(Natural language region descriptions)
-----

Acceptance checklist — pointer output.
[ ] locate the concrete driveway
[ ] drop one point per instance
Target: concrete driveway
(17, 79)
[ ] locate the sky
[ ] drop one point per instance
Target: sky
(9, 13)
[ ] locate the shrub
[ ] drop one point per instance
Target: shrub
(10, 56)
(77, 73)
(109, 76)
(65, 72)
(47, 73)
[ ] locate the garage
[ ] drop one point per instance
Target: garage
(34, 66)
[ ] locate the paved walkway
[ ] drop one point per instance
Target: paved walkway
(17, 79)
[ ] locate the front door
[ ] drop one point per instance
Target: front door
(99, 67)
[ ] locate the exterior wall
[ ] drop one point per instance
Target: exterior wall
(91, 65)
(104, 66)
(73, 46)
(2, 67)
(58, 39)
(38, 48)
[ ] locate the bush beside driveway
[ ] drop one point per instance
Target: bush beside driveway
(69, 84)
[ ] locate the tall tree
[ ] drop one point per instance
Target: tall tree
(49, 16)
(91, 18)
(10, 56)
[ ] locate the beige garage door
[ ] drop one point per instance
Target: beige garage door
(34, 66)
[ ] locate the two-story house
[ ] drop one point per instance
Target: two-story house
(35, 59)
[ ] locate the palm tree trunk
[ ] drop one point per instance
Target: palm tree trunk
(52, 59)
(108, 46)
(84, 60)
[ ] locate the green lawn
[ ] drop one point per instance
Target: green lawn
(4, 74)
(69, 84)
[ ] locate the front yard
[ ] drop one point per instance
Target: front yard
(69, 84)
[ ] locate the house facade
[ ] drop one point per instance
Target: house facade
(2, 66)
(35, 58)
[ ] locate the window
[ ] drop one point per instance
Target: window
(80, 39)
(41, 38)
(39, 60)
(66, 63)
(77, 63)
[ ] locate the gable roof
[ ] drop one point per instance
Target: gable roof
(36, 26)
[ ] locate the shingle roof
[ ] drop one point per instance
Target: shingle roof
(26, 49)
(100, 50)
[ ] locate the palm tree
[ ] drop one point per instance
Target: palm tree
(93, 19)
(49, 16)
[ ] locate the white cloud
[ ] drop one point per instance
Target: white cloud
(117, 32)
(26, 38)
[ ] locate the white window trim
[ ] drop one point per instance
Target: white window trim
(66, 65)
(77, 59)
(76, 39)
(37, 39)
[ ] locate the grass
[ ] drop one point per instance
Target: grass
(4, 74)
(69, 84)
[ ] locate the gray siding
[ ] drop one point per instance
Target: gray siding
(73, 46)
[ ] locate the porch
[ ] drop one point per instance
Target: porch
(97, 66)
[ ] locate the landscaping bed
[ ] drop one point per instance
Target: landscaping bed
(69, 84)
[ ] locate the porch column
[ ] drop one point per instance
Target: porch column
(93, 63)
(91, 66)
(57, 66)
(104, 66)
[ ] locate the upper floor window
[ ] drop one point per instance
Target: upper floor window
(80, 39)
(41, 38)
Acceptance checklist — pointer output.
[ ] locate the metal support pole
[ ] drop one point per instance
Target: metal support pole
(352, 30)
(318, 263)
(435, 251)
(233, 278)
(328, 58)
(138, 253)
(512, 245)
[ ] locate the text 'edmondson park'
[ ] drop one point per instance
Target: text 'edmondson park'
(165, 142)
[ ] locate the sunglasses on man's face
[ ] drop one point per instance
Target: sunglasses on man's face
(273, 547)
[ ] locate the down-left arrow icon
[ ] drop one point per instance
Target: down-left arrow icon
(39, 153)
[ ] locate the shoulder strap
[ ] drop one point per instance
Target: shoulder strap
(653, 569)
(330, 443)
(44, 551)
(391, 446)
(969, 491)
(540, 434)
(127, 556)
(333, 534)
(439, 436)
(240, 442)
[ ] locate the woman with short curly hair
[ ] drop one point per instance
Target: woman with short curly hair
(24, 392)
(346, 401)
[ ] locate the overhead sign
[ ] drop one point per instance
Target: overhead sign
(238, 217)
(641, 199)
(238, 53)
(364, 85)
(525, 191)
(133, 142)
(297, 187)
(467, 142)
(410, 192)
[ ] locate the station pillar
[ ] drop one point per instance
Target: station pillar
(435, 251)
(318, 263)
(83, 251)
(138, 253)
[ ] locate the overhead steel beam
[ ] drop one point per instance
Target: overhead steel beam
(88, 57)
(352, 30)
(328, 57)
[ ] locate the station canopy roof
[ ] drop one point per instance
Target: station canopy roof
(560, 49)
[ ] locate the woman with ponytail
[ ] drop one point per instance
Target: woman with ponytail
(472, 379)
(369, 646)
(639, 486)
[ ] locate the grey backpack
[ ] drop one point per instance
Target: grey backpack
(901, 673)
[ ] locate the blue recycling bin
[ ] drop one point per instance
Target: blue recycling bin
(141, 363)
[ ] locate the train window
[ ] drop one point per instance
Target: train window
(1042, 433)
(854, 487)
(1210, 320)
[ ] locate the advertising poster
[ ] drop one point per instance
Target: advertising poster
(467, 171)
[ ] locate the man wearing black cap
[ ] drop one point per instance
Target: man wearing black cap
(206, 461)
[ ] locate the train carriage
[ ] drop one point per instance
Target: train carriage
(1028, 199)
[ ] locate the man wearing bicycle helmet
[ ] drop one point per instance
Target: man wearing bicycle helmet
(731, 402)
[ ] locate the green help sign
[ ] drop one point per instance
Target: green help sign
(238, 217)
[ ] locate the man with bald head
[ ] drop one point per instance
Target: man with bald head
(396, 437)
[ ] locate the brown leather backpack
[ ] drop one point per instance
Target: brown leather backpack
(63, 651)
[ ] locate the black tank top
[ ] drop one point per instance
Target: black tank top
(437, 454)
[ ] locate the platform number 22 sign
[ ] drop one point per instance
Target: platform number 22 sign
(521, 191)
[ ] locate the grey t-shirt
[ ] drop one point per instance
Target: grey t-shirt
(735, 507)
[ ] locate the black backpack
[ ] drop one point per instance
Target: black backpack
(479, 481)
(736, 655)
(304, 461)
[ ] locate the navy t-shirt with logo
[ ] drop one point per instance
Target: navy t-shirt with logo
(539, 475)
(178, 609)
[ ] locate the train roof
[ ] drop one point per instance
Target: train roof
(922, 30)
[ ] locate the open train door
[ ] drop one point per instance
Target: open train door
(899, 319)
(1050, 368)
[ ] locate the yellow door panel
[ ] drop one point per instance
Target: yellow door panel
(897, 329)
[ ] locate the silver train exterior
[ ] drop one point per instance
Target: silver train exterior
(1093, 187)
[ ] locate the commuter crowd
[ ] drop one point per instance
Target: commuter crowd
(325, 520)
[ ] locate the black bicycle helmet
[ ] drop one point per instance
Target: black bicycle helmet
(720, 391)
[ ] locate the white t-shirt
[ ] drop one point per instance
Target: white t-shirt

-----

▶ **THE PROBLEM**
Word for word, extract all the records.

▶ **RESULT BELOW**
Acceptance checklist — pointer output.
[ ] locate the concrete driveway
[ ] drop one point per instance
Target: concrete driveway
(17, 79)
[ ] locate the sky
[ ] drop one point per instance
Target: sky
(9, 13)
[ ] locate the shrub
[ ] drop one point per instance
Target: shrub
(10, 56)
(77, 73)
(109, 76)
(65, 72)
(47, 73)
[ ] locate the garage
[ ] drop one point per instance
Target: garage
(34, 66)
[ ] locate the paved walkway
[ ] drop one point per instance
Target: paved walkway
(17, 79)
[ ] locate the front door
[ ] drop one point per instance
Target: front door
(99, 67)
[ ] locate the exterior wall
[ ] drop one point per instance
Target: exterior wall
(91, 65)
(104, 66)
(73, 46)
(2, 67)
(58, 39)
(38, 48)
[ ] locate the bush beside driveway
[ ] drop one point per instance
Target: bush beside driveway
(69, 84)
[ ] locate the tall tree
[ ] drop one point per instance
Target: tall tree
(49, 16)
(91, 18)
(10, 56)
[ ] locate the beige garage door
[ ] drop one point per instance
Target: beige garage door
(34, 66)
[ ] locate the two-story house
[ ] drop one point per instance
Target: two-story house
(35, 59)
[ ] locate the palm tree trunk
[ ] drop one point per instance
Target: palm tree trunk
(52, 59)
(108, 46)
(84, 60)
[ ] locate the green lawn
[ ] drop one point per instance
Target: green lawn
(4, 74)
(69, 84)
[ ] locate the front yard
[ ] drop one point per instance
Target: front yard
(69, 84)
[ ] locate the house facade
[ ] drop one point per instance
Target: house facade
(2, 66)
(35, 58)
[ ] locate the window
[ ] drop one point per instance
Target: window
(80, 39)
(41, 38)
(39, 60)
(66, 63)
(77, 63)
[ ] locate the gable roof
[ ] drop one point per instance
Target: gable roof
(36, 26)
[ ] locate the shingle roof
[ ] drop one point per instance
Target: shingle roof
(26, 49)
(100, 50)
[ ] locate the palm tree
[ ] drop one point per instance
Target: palm tree
(93, 19)
(49, 16)
[ ] locate the white cloud
[ ] drop one point per instance
Target: white cloud
(117, 32)
(26, 38)
[ ] locate the white window trim
[ ] drop one point per instance
Target: white window trim
(66, 65)
(77, 59)
(76, 39)
(37, 39)
[ ] locate the grass
[ ] drop one point per instance
Target: grass
(4, 74)
(69, 84)
[ ] locate the gray siding
[ ] drop one point per instance
Target: gray siding
(73, 46)
[ ] locate the porch
[ ] drop one point per instance
Target: porch
(97, 66)
[ ] locate the landscaping bed
[ ] drop one point per instance
Target: landscaping bed
(69, 84)
[ ] locate the porch column
[ ] drop one point per instance
Target: porch column
(93, 63)
(91, 66)
(57, 66)
(104, 66)
[ ] locate the upper floor window
[ ] drop one point per instance
Target: upper floor window
(80, 39)
(41, 38)
Acceptance checklist — pointer output.
[ ] locate the metal support pole
[ ] drop one point per instance
Target: metal support pole
(352, 30)
(318, 263)
(435, 251)
(233, 278)
(328, 58)
(138, 253)
(512, 245)
[ ] locate the text 'edmondson park'
[ ] drop one point per instance
Target: text 'edmondson park'
(165, 142)
[ ] locate the sunglasses on man's face
[ ] drop one point per instance
Target: sunglasses on man's face
(273, 547)
[ ] locate the down-left arrow icon
[ ] drop one point per instance
Target: down-left arrow icon
(39, 153)
[ ] locate the shoulder strap
[ ] drop one point per instance
Target: shoulder strap
(653, 569)
(330, 443)
(44, 551)
(391, 446)
(969, 491)
(540, 434)
(127, 556)
(333, 534)
(439, 436)
(240, 442)
[ ] locate the woman with short curly hair
[ ] drop one point per instance
Target: woman with short curly hair
(24, 392)
(346, 401)
[ ] locate the overhead sign
[ ] drop one point per instance
Target: overhead sign
(238, 217)
(641, 199)
(238, 53)
(364, 85)
(525, 191)
(133, 142)
(297, 187)
(467, 142)
(410, 192)
[ ] locate the station pillar
[ ] drop one point per instance
Target: station pillar
(435, 251)
(318, 263)
(83, 251)
(138, 253)
[ ] locate the overhead steel beam
[ ] drop one point per instance
Target: overhead steel beam
(88, 57)
(352, 30)
(328, 57)
[ ] locate the station canopy roof
[ ] drop one point per instance
Target: station canopy roof
(560, 49)
[ ] locate the woman with ponytail
[ ] drop one point per instance
Target: woman with ponytail
(472, 379)
(369, 646)
(639, 486)
[ ] locate the grey backpack
[ ] drop one point per instance
Target: grey backpack
(901, 673)
[ ] locate the blue recycling bin
[ ] drop one point per instance
Target: blue recycling bin
(141, 363)
[ ] locate the train window
[ ] drop one point per instance
Target: train window
(1042, 433)
(854, 487)
(1210, 320)
[ ] locate the advertising poster
[ ] drop one point per instance
Target: advertising poster
(467, 171)
[ ] locate the man wearing black cap
[ ] drop one point per instance
Target: man wearing black cap
(206, 461)
[ ] locate the train carriage
[ ] drop one point per instance
Target: train carriage
(1028, 199)
[ ] locate the man wearing bicycle helmet
[ ] drop one point per instance
Target: man wearing bicycle helmet
(731, 402)
[ ] locate the green help sign
[ ] drop one point per instance
Target: green help sign
(238, 217)
[ ] locate the man with bald head
[ ] drop one point per instance
Target: man with bald head
(396, 437)
[ ] locate the brown leather backpack
[ ] drop one point per instance
Target: brown leather backpack
(63, 651)
[ ] locate the black tank top
[ ] drop one point per instance
Target: black tank top
(437, 454)
[ ] locate the platform number 22 sign
[ ] drop one point per instance
Target: platform number 22 sign
(521, 191)
[ ] locate the grey t-shirt
[ ] drop one point per instance
Target: grey t-shirt
(735, 507)
[ ] locate the black backpack
[ ] drop one point per instance
Target: black backpack
(479, 481)
(736, 655)
(304, 461)
[ ] locate the navy t-shirt with logo
[ ] drop one point per instance
Target: navy t-shirt with logo
(539, 475)
(178, 609)
[ ] locate the train roof
[ ] drop one point per instance
Target: train roof
(922, 30)
[ ] locate the open train door
[ ] drop one point per instance
Target: open train door
(899, 319)
(1050, 368)
[ ] locate the yellow door panel
[ ] drop one point per instance
Target: yellow door panel
(897, 329)
[ ] locate the silver train exterior
[ ] drop one point per instance
Target: silver train exterior
(1093, 187)
[ ] locate the commuter crowd
[ ] drop one point per instance
Target: commuter crowd
(325, 520)
[ ] locate the black bicycle helmet
[ ] drop one point per instance
Target: black bicycle helmet
(720, 391)
[ ] locate the white t-shirt
[ ] drop one point per instance
Target: white t-shirt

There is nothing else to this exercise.